== PAGE EXTRACT
Drop-off! That word on my father’s lips had a mesmerizing effect on me.  When you swam in a place like that, he warned, you wanted to swim parallel and stick close to the shoreline, in the “green” waters, because it got deep “right now” at the drop-off.  The sound of the word conjured up images of lost ships and deep-sea monsters, of dark places the sun couldn’t penetrate and of hidden whirlpools that would suck you down to unknown depths from which there was no return. As I got a little older, I sometimes imagined mermaids with the dark, pretty faces, flashing eyes, long dark tresses and pierced ears of the “Gypsy” girls I’d seen in the port, saw them take me by the hand and lure me to the drop-off where I would gladly follow them, at the risk of mortal peril, because their beauty was so irresistible. The colors of the water kindled my imagination and filled me with wonder since it was hard to believe that something so Technicolor-beautiful could exist in nature.

Thirty years afterward I would wonder if Grand Traverse Bay had ever really been as spectacular as it had looked to me as a small boy. Probably not, I figured, because nothing is as big, as awesome, as indescribably wonderful when we grow older as it was back then, is it? But on going there on a whim when I was already past forty, I proved myself wrong. The contrasting turquoise and navy blue waters of Grand Traverse seemed just as incredible then as when I was nine or ten. I couldn’t help thinking it must surely be one of the most beautiful bays in the world.

Reba Mae, Grandma Alice, Whitie, Darla and Danny
aboard the "City of Petosky"
Only once did we vary from the dual-destination Traverse City/Sand Dunes side trip and go on a different kind of adventure: a Mackinac Island ferry boat voyage on Lake Huron. The great Mackinac Bridge—the world’s third longest suspension bridge, which today links Michigan’s Upper and Lower Peninsulas—was still on lead engineer David B. Steinman’s drawing board at the time, so ferries were the only way to get across the Straits of Mackinac between the non-contiguous peninsulas, if you didn’t want to drive all the way around. So a fleet of nine ferries was constructed with a total capacity of nine thousand vehicles per day, which signified major progress in northern Michigan land communications. But we just went for the ride.
====
== DATASET EXTRACT
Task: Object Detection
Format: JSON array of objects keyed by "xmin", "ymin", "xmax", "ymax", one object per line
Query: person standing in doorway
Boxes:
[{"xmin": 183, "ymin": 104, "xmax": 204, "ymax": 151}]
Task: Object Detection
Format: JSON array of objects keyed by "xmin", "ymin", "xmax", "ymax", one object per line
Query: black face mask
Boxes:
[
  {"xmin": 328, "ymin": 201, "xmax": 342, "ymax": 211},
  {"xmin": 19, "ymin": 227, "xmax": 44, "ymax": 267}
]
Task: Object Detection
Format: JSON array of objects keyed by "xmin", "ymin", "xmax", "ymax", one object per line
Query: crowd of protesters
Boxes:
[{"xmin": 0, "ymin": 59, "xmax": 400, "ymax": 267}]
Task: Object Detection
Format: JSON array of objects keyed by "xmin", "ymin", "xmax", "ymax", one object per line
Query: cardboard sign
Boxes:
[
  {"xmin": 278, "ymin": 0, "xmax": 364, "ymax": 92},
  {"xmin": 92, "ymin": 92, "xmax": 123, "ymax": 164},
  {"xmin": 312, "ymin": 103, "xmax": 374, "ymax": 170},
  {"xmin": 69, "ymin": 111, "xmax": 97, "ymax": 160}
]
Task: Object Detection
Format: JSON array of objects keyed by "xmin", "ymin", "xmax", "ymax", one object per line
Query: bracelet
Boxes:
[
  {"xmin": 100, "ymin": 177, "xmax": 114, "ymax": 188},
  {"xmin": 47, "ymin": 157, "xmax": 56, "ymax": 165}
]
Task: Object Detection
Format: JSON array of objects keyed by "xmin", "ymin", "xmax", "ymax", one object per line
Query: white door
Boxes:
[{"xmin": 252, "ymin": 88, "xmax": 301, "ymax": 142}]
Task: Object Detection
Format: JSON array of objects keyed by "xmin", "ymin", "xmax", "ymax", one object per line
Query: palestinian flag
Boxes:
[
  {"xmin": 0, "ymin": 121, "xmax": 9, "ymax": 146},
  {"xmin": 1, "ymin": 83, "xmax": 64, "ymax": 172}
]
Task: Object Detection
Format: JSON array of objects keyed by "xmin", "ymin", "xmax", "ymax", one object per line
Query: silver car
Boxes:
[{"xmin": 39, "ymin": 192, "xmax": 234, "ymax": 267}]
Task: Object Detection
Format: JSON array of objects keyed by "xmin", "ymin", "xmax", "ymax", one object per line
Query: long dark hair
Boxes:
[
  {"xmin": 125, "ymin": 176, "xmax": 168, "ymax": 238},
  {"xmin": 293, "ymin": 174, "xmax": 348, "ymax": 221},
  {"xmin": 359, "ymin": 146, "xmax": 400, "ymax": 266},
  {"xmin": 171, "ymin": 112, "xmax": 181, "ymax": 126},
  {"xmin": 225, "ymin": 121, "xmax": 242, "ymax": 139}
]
====
== DATASET EXTRACT
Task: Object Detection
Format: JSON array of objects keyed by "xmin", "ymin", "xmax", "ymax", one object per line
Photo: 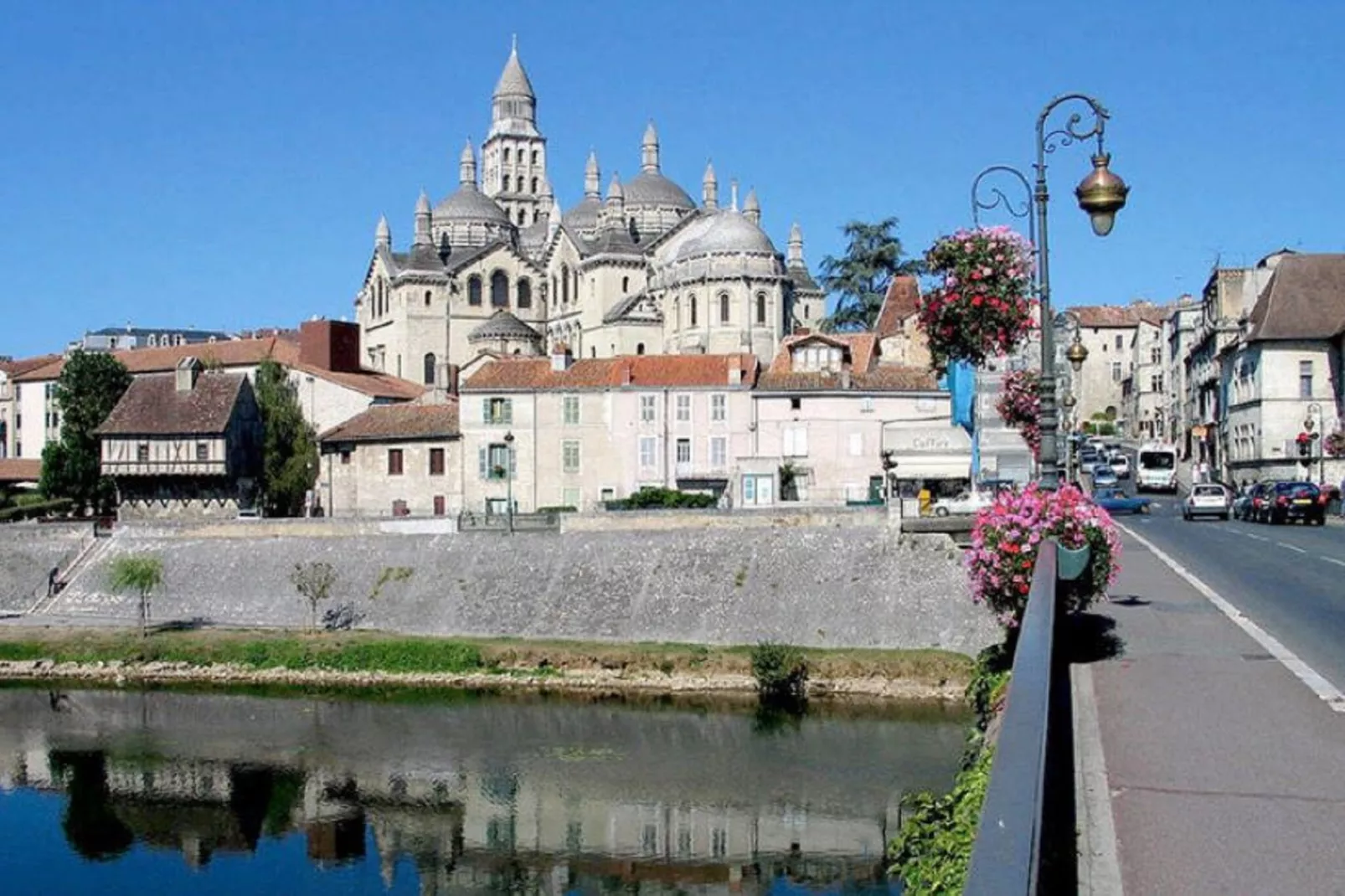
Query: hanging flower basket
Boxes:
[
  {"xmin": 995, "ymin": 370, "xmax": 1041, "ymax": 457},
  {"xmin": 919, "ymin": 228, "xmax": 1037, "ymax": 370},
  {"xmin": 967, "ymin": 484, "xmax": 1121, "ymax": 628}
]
====
» **REQUIRED WORK**
a) Output the part of the Grand Traverse Bay memoir that opens with the words containing "Thirty years afterward" and closes with "in the world.", copied word for word.
b) Write the next part of the Grand Traverse Bay memoir, starting right after its final sentence.

» **TASK-BY-TASK OUTPUTS**
a)
Thirty years afterward I would wonder if Grand Traverse Bay had ever really been as spectacular as it had looked to me as a small boy. Probably not, I figured, because nothing is as big, as awesome, as indescribably wonderful when we grow older as it was back then, is it? But on going there on a whim when I was already past forty, I proved myself wrong. The contrasting turquoise and navy blue waters of Grand Traverse seemed just as incredible then as when I was nine or ten. I couldn’t help thinking it must surely be one of the most beautiful bays in the world.

b)
Grand Traverse Bay
The lake journey was part of one of our earliest Michigan trips. I must have been three or four at most. But I still recall the strange, scary sensation of our driving the cars on board the boat, and then the exhilaration of standing on the nodding deck, the breeze in our hair, the sky so blue and clear and the spray of the waves misting our faces. I also recall an old man with very long, very white and carefully parted and combed hair and a face like a leather mask, who held aloft pieces of bread in his gnarly fingers for the lake gulls that, amid their excited screeching, would swoop down and deftly snatch the offered treat from the man’s hand. It was a beautiful day and it remains in my memory as a real adventure, as exciting as any trans-Atlantic voyage.


Before the days of the white man, before the times of written history, the Annishnaabeg people told the story of a great forest fire on the sunset side of the great freshwater sea that they called meicigama. It was so intense and extensive that many animals perished. But a mother bear was determined that she and her two cubs would survive. She pushed her cubs into the great waters and the three of them began to swim toward the shore of the rising sun. But the way was long and arduous, and though the mother bear called to her young as she herself struggled to make the great crossing, the exhausted cubs lagged ever further behind.

Vintage Souvenir postcard, Sleeping Bear Dunes

 Eventually, the mother bear arrived on the opposite shore, and there, looked anxiously back hoping to see her babies right behind her. After a while, she climbed up onto one of the high bluffs beyond the shoreline, and there settled down to wait and watch, but her cubs were nowhere to be seen. Still, she waited, never giving up hope, and finally, she slept, a sleep so deep that nothing could awaken her. And so, there rose a wind, that gently began to cover her with a blanket of sand until the land took on her shape and paid homage to her love, determination and bravery. And witnessing all of this, the Great Spirit paid tribute also to her cubs, causing two islands to rise from the great waters of meicigama.

This was how the region’s Native Americans (dubbed Chippewa by the French) explained the formation of the Sleeping Bear Dunes and the Lake Michigan islands of North and South Manitou, which, since 1970, have formed part of the Sleeping Bear Dunes National Lakeshore Park. 

Back when we used to go there, it wasn’t yet a Federal park, nor was it yet the huge natural tourist attraction it is today—even more so after being declared Good Morning America’s 2011 pick as the “Most Beautiful Place in America.” It was never crowded, but there were always people there who knew the area and never missed a chance to go and enjoy a day of climbing and the magnificent views to which you were treated once you reached the summit. Back then too, you could still make out the bear where she slept under a grassy knoll overlooking Lake Michigan (a landmark that, so I’m told, has since eroded to almost unrecognizable remnants of the natural effigy). The “infrastructure” was pretty much limited to a parking lot and a wooden building where souvenirs were sold. Everything else was the incredible natural beauty of the dunes towering more than 400 feet above us and inviting us to explore them.

Sleeping Bear Dunes (Photo by Kerry Kelly)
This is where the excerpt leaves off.